* Provided data
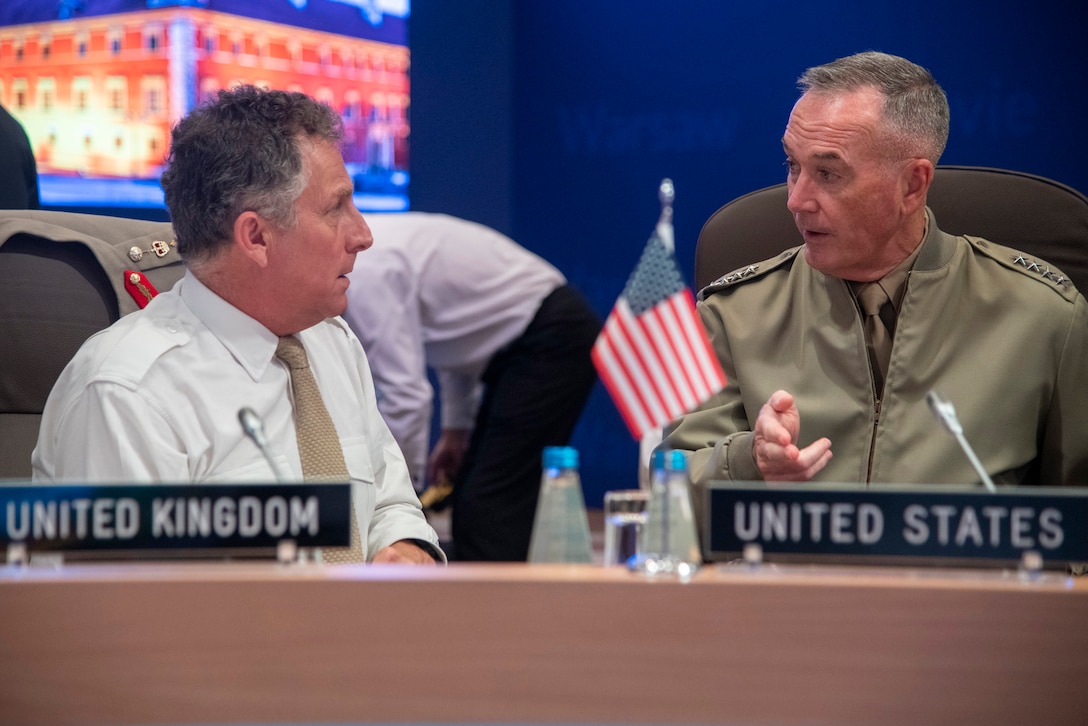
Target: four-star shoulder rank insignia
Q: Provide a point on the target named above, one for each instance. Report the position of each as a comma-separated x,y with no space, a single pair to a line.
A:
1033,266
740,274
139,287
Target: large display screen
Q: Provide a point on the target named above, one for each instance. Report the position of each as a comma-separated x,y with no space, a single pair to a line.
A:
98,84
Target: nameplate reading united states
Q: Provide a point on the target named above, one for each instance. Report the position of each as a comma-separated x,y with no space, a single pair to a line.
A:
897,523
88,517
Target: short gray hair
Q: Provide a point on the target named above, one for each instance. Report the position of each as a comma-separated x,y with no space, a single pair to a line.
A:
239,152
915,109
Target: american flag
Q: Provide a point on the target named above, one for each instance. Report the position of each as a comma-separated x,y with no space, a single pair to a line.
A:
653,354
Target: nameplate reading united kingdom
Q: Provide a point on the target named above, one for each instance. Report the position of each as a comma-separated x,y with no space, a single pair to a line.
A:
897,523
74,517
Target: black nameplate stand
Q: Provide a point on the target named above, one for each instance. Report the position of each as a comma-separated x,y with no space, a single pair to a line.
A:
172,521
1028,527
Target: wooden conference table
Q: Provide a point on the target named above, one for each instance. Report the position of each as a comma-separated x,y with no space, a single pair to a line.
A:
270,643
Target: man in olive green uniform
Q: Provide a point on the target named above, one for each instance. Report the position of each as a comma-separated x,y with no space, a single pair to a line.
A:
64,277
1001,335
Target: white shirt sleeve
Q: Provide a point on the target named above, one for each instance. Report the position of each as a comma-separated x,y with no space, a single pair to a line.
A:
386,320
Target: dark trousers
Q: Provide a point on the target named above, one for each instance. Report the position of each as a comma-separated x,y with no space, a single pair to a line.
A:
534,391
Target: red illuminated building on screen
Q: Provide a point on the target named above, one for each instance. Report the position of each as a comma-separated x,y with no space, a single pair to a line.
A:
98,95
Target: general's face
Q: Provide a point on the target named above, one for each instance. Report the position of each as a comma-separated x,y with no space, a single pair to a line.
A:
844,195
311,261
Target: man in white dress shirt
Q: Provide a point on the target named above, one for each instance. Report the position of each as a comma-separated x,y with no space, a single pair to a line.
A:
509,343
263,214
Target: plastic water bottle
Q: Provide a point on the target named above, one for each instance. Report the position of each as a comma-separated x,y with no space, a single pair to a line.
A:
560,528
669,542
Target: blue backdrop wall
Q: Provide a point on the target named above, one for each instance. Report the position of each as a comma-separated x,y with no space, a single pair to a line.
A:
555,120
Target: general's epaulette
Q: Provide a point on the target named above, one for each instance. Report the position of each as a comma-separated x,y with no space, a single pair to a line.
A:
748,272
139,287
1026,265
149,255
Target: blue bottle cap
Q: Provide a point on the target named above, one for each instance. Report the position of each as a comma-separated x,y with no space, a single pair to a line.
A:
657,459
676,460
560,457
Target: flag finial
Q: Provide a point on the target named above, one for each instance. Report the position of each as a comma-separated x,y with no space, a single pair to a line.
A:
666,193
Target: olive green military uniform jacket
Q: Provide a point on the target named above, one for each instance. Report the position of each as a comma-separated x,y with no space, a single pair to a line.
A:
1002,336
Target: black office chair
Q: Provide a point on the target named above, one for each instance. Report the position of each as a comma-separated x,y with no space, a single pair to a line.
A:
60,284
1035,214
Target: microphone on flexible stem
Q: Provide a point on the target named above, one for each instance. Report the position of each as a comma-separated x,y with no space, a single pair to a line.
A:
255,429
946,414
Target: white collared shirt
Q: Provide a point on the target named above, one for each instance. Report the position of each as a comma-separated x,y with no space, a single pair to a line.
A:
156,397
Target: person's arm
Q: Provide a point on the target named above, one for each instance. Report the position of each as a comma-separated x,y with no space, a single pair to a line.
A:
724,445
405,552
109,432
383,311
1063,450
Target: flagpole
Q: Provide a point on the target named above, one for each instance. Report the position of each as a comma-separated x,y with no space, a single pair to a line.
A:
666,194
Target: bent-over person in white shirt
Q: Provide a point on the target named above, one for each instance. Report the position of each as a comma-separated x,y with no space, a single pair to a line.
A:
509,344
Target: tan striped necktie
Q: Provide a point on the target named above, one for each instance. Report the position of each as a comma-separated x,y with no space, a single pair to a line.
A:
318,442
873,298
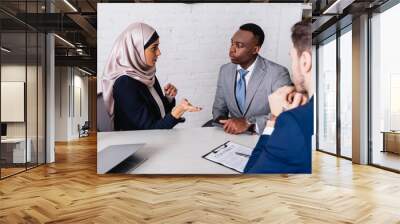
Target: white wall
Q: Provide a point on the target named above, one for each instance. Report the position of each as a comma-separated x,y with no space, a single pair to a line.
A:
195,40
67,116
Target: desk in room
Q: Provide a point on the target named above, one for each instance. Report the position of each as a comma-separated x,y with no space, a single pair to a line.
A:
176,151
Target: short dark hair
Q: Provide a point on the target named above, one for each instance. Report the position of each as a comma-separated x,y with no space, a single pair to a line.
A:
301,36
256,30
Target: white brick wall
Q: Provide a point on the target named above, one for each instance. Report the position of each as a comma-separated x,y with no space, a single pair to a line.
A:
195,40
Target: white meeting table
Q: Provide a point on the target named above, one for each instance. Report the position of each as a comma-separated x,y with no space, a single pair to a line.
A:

* Exercise goal
Could you repeat the listing above exactly, omitting its pictures?

* Task solution
Target: four-star shoulder rank insignia
Q: Provide a point on the target named above, one for each instance. Report the position of each as a comma-separated x,y with no space, a single pair to a line.
A:
1033,266
740,274
139,287
Target: large display screen
Q: Provide a point on the target named above, one for each instance. Report the position of each as a comma-separated x,y with no space, a single pair to a line.
A:
98,84
Target: nameplate reading united states
Q: Provide a point on the target named above, one for each instance. Report the position of each as a comma-separated x,y with no space, a single pair to a line.
A:
897,523
88,517
Target: short gray hair
Q: Provide a point on the target named above, one for each instance. Report the position of each as a comma-separated x,y with no space, a single pair to a line.
A:
239,152
915,109
Target: american flag
Q: Provide a point on the target named above, one for each instance. Report the position of each as a comma-separated x,y with no space, a single pair to a line.
A:
653,354
Target: nameplate reading united kingdom
Q: Provide a point on the target named above, one for each instance. Report the position of each as a comma-separated x,y with no space, a single pair to a line.
A:
897,523
74,517
Target: black nameplate stand
Q: Provide a point on the target named above, one for each instance. Report the position of each as a comma-separated x,y with no space, a single pair to a line.
A:
172,521
1028,527
Target: wooden conference table
Q: Provide a point on the target named above, one for each instance. Report the position of each as a comma-separated x,y with no space, a single pair to a line.
A:
270,643
Target: man in olive green uniform
Q: Provide a point on the target named above, one for each instance. Report the position of each as a comma-separated x,y with no space, a single pair to a line.
A:
64,277
1001,335
Target: white shirt sleeve
Q: Provide a point on the target named above, one for each instance. Report the position of each as a comma-separated x,y with no space, a single pair to a line.
A:
386,320
Target: dark trousers
Q: Provide a point on the target named above, one for each instance. Report the position of each as a comma-separated x,y with no space, a single pair to a line.
A:
534,391
Target: red illuminated building on screen
Q: Provide a point on the target named above, one for each instance. Report the position of each as a comma-separated x,y with no space, a single pair to a line.
A:
98,95
Target: general's face
Q: Provide a point on the target named above, one for each instance. Report the position of each as a comma-separated x,y with no space, a single pair to a line.
A:
844,195
311,261
Target: man in white dress shirt
Q: Provide a point on the target named above, one for each instance. Report the position of each as a comma-separated x,y with no space, a single pair to a line.
A:
509,343
263,214
Target: plastic water bottle
Q: Provide a point on the target named above, one for each instance. Report the position of each as a comma-separated x,y with no space, a single pair to a line.
A:
560,528
669,542
Target: blue backdrop wall
Q: Provide a point on the target named above, one for each instance. Report the position of each as a comma-separated x,y with no space, a single pair to a line.
A:
555,120
Target: general's epaulette
Q: Provide a point on the target named above, one for each instance. Report the position of each as a comma-separated x,y with no space, a single pair to a line.
A:
748,272
139,287
1026,265
149,255
Target: blue bottle cap
Q: Provide a point on the target named above, one for each instance. Report the position of each as a comma-separated x,y with no space, a single pair to a line.
A:
657,459
676,460
560,457
Target: flag finial
Q: Provide a point on the target named above, one for each instance. Report the position of each as a comma-separated x,y with no space, a single pair to a line.
A:
666,193
Target: olive green military uniform jacket
Q: Provide a point on the target named above, one for each instance. Report the position of each as a comma-separated x,y with no space, a single pair to a line.
A:
1002,336
Target: black office chair
Q: Provide a point on the target named above, one for each instance. Report the position of each as a comma-separated x,y with no space, a single pair to a line.
A:
60,284
1035,214
Target: microphone on flexible stem
Q: Provide a point on the target named above, one for each instance. Report the position of each as a comma-separated x,y with no space, a single pair to a line.
A:
255,429
946,414
Target: white collared shirt
Q: Provide a point on the target named above, one for each instance. Report the position of each as a comma-separated x,y with no space, a single pair to a line.
A:
156,397
Target: person's arm
Q: Provide a point on the target named above, one for each instance. Report the position of each as a comma-separated x,y with no space, a single pair to a line.
A:
724,445
405,552
109,432
383,311
1063,450
Target: flagpole
Q: Provide a point on the target named above, one for each instance. Report the position of each as a comma-separated x,y with no space, a single pair to a line.
A:
666,194
Target: bent-over person in white shirt
Q: Provide a point on the target named above, one for each instance. Report the position of each as a comma-separated x,y with no space, a single pair to a line.
A:
509,344
Target: tan striped necktie
Q: Provide a point on the target named above, one for each instance. Report the position of each as a comma-separated x,y with no space, a single pair to a line.
A:
318,442
873,298
Target: white wall
Q: Provide a point on the target named above, one for each instance. Report the position of each as a comma-separated x,y with no space, a single pair to a line.
A:
195,40
67,116
Target: desk in room
Q: Provide a point on the target named above, one for each instance. Report the position of each as a comma-separated x,y with no space, a single pair to a line.
A:
176,151
Target: short dark hair
Q: Provide a point on the target named above, one for each instance. Report the position of each as a comma-separated x,y with no space, a single pair to a line.
A:
301,36
256,30
Target: white brick wall
Q: Provide a point on the target named above, one for each instance. Report the position of each as a comma-separated x,y with no space, a single pair to a line.
A:
195,40
Target: white meeting table
Q: Provide a point on the target named above, one for each instance. Report the position of each as a comma-separated x,y with no space, a single pair to a line.
A:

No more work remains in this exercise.